Input records
#####
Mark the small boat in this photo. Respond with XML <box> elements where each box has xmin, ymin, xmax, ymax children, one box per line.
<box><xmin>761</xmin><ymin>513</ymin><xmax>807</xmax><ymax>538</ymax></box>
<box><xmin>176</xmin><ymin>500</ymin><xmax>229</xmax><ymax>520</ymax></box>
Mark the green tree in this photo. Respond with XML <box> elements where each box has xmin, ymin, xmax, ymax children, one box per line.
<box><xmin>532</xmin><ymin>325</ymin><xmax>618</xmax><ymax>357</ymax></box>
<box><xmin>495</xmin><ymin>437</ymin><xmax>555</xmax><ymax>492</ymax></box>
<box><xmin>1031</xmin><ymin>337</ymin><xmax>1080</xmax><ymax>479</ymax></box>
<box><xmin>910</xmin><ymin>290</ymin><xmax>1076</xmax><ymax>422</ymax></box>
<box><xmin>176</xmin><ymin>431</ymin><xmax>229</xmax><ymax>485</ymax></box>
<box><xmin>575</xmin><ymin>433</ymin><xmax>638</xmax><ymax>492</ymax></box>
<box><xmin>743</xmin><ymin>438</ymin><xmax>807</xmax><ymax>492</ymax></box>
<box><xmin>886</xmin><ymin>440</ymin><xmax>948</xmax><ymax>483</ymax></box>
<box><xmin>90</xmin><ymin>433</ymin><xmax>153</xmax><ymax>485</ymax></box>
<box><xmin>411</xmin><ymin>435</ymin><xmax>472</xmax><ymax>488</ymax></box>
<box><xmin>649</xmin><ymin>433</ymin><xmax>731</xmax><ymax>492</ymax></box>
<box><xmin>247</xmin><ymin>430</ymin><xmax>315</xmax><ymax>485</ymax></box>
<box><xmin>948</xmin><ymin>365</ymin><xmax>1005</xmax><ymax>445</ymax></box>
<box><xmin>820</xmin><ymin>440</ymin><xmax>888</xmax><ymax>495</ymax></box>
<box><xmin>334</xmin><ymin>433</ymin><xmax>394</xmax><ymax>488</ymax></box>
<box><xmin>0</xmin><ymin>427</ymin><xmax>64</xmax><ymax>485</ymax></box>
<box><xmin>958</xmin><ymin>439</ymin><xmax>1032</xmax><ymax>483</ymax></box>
#####
Task brief
Without omitting anything, output the entries exactly.

Task response
Mark the small boat in this photo. Respond with XML <box> elements where each box has xmin, ymin, xmax, ymax children, one box per line.
<box><xmin>761</xmin><ymin>513</ymin><xmax>807</xmax><ymax>538</ymax></box>
<box><xmin>176</xmin><ymin>500</ymin><xmax>229</xmax><ymax>520</ymax></box>
Mark the green tree in this photo. Respond with XML <box> elements where each box has xmin, ymin, xmax, ymax children, one box per line.
<box><xmin>532</xmin><ymin>325</ymin><xmax>618</xmax><ymax>357</ymax></box>
<box><xmin>495</xmin><ymin>437</ymin><xmax>555</xmax><ymax>492</ymax></box>
<box><xmin>1031</xmin><ymin>337</ymin><xmax>1080</xmax><ymax>479</ymax></box>
<box><xmin>910</xmin><ymin>290</ymin><xmax>1076</xmax><ymax>422</ymax></box>
<box><xmin>176</xmin><ymin>431</ymin><xmax>229</xmax><ymax>485</ymax></box>
<box><xmin>575</xmin><ymin>433</ymin><xmax>638</xmax><ymax>492</ymax></box>
<box><xmin>743</xmin><ymin>438</ymin><xmax>807</xmax><ymax>492</ymax></box>
<box><xmin>886</xmin><ymin>440</ymin><xmax>948</xmax><ymax>483</ymax></box>
<box><xmin>90</xmin><ymin>433</ymin><xmax>153</xmax><ymax>485</ymax></box>
<box><xmin>411</xmin><ymin>435</ymin><xmax>472</xmax><ymax>488</ymax></box>
<box><xmin>649</xmin><ymin>433</ymin><xmax>731</xmax><ymax>492</ymax></box>
<box><xmin>247</xmin><ymin>430</ymin><xmax>315</xmax><ymax>485</ymax></box>
<box><xmin>948</xmin><ymin>365</ymin><xmax>1005</xmax><ymax>445</ymax></box>
<box><xmin>820</xmin><ymin>440</ymin><xmax>888</xmax><ymax>495</ymax></box>
<box><xmin>334</xmin><ymin>433</ymin><xmax>394</xmax><ymax>488</ymax></box>
<box><xmin>0</xmin><ymin>427</ymin><xmax>64</xmax><ymax>485</ymax></box>
<box><xmin>958</xmin><ymin>439</ymin><xmax>1032</xmax><ymax>483</ymax></box>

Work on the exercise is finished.